#### Exercise instructions
Copy the rows verbatim, starting with the line that contains "face, that would help a great deal." and going on through the line that contains "255), (379, 251)]".

─── Input records

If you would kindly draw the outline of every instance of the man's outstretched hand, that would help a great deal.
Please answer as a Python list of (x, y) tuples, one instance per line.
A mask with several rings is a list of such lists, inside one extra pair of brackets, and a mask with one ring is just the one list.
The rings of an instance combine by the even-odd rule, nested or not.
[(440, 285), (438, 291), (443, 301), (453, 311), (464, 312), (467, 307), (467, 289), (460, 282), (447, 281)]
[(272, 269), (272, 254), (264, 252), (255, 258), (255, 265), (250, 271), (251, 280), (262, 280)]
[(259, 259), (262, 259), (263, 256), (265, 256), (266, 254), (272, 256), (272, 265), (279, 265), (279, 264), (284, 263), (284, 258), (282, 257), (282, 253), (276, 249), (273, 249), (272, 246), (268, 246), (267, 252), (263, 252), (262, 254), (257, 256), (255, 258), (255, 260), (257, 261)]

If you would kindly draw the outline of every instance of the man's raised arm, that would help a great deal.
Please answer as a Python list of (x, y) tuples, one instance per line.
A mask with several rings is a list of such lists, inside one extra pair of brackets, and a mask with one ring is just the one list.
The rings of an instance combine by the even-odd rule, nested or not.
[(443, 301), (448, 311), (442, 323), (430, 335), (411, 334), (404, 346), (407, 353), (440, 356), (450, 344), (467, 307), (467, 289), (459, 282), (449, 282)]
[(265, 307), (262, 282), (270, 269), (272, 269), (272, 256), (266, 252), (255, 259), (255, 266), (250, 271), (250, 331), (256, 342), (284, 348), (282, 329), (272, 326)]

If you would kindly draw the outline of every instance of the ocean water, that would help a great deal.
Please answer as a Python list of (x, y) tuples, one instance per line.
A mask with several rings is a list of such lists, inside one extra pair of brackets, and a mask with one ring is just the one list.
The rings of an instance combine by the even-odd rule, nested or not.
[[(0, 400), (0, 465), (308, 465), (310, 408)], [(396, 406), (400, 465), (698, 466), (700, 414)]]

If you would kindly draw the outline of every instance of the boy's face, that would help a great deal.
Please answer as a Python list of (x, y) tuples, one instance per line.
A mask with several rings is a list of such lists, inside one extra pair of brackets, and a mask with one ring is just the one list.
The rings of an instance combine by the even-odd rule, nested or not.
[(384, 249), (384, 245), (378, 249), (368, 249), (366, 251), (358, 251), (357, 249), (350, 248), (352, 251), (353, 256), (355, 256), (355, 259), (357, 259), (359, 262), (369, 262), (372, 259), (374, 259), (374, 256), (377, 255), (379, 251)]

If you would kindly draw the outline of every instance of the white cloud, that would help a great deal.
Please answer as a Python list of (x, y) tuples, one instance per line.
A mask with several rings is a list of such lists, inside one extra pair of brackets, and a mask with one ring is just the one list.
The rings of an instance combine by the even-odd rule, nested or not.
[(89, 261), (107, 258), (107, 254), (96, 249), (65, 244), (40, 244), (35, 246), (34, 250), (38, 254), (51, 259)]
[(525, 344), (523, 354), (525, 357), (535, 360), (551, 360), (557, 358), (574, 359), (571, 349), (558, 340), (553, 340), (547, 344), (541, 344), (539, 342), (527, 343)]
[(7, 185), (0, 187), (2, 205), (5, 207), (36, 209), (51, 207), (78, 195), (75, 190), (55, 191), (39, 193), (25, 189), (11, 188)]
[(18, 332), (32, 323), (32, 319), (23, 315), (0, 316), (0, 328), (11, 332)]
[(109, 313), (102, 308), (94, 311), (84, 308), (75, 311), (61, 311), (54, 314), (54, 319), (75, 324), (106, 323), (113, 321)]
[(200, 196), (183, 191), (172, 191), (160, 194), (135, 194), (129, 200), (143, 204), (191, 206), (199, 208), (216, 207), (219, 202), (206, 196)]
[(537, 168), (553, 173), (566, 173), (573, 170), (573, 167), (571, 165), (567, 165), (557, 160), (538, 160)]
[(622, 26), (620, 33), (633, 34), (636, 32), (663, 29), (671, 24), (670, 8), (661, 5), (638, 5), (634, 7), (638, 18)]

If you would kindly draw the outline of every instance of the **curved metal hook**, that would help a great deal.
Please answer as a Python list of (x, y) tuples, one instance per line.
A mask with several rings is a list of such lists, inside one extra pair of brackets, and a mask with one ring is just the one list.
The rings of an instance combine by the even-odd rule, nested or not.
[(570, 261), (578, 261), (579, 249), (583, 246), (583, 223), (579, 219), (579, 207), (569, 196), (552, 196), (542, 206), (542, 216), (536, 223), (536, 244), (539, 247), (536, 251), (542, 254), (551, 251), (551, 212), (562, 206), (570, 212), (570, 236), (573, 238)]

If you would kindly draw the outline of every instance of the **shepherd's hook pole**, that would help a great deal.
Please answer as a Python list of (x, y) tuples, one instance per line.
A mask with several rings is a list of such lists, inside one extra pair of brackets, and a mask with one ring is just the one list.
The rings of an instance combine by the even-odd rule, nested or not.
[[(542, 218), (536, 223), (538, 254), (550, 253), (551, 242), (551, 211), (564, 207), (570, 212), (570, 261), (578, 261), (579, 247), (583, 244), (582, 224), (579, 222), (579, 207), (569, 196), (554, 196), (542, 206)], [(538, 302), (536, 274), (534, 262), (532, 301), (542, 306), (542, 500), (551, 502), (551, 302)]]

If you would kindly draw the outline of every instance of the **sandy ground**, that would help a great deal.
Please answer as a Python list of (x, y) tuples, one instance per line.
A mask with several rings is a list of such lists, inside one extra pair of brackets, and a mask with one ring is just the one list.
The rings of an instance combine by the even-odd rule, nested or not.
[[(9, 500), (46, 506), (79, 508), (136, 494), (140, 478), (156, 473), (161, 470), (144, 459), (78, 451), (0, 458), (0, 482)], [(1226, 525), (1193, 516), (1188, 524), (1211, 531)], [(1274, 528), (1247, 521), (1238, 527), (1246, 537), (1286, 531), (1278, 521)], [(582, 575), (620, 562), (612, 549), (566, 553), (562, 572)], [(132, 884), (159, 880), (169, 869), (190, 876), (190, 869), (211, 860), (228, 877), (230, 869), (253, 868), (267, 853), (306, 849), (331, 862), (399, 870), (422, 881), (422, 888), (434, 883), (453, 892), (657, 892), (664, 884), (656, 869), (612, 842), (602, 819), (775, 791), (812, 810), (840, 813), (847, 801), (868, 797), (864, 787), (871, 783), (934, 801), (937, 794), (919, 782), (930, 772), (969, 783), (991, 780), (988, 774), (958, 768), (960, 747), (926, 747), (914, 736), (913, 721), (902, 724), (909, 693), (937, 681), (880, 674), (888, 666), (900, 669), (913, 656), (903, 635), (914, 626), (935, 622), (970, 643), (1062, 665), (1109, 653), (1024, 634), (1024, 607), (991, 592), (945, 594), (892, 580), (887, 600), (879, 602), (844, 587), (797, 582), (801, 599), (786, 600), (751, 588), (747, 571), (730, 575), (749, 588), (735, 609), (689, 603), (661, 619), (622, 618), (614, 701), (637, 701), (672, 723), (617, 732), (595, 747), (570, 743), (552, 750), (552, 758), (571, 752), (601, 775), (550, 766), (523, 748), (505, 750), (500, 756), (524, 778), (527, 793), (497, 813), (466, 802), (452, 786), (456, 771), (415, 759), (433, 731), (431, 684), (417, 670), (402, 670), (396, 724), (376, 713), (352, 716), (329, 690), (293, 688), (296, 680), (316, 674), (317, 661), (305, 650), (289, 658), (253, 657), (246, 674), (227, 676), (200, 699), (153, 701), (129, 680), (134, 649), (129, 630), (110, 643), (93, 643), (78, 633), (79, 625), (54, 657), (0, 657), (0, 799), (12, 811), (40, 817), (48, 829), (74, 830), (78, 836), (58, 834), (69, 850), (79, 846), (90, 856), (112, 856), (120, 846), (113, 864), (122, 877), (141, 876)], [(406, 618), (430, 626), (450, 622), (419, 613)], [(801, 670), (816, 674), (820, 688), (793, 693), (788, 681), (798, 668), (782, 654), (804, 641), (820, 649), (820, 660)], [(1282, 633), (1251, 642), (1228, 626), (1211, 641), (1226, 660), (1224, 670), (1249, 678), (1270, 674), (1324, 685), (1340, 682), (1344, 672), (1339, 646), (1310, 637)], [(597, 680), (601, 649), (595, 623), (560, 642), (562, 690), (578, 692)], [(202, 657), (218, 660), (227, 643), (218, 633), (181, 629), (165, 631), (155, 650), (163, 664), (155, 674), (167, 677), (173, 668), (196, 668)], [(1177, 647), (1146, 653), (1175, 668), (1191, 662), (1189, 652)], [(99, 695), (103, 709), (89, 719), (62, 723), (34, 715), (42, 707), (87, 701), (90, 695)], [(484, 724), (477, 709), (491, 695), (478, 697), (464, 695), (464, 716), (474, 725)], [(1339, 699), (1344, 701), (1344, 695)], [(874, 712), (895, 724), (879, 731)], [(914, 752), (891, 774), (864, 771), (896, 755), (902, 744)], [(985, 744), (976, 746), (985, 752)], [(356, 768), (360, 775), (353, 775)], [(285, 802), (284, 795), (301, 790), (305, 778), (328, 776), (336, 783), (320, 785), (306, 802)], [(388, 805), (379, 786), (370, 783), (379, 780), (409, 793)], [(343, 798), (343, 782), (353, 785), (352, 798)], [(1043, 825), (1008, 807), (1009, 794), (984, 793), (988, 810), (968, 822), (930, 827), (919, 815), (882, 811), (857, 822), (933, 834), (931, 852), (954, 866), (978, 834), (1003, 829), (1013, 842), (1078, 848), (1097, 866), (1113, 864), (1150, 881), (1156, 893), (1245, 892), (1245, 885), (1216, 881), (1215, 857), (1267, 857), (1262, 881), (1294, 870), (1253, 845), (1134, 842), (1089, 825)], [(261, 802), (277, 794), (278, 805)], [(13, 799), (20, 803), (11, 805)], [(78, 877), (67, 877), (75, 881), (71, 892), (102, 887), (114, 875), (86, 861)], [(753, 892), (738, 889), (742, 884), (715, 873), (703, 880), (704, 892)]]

──────

#### Response
If you would kindly draw the outline of every instance of the boy's face, that would help a great deal.
Please answer as a Python list of (x, y) tuples, one instance per line.
A mask with several rings is a list of such lists, inside one extra pair of brackets, and a mask with one ring is just the one list.
The rings of an instance combine by the even-odd rule, nested or not.
[(384, 249), (384, 245), (378, 249), (368, 249), (366, 251), (358, 251), (357, 249), (350, 248), (352, 251), (353, 256), (355, 256), (355, 259), (357, 259), (359, 262), (369, 262), (372, 259), (374, 259), (374, 256), (377, 255), (379, 251)]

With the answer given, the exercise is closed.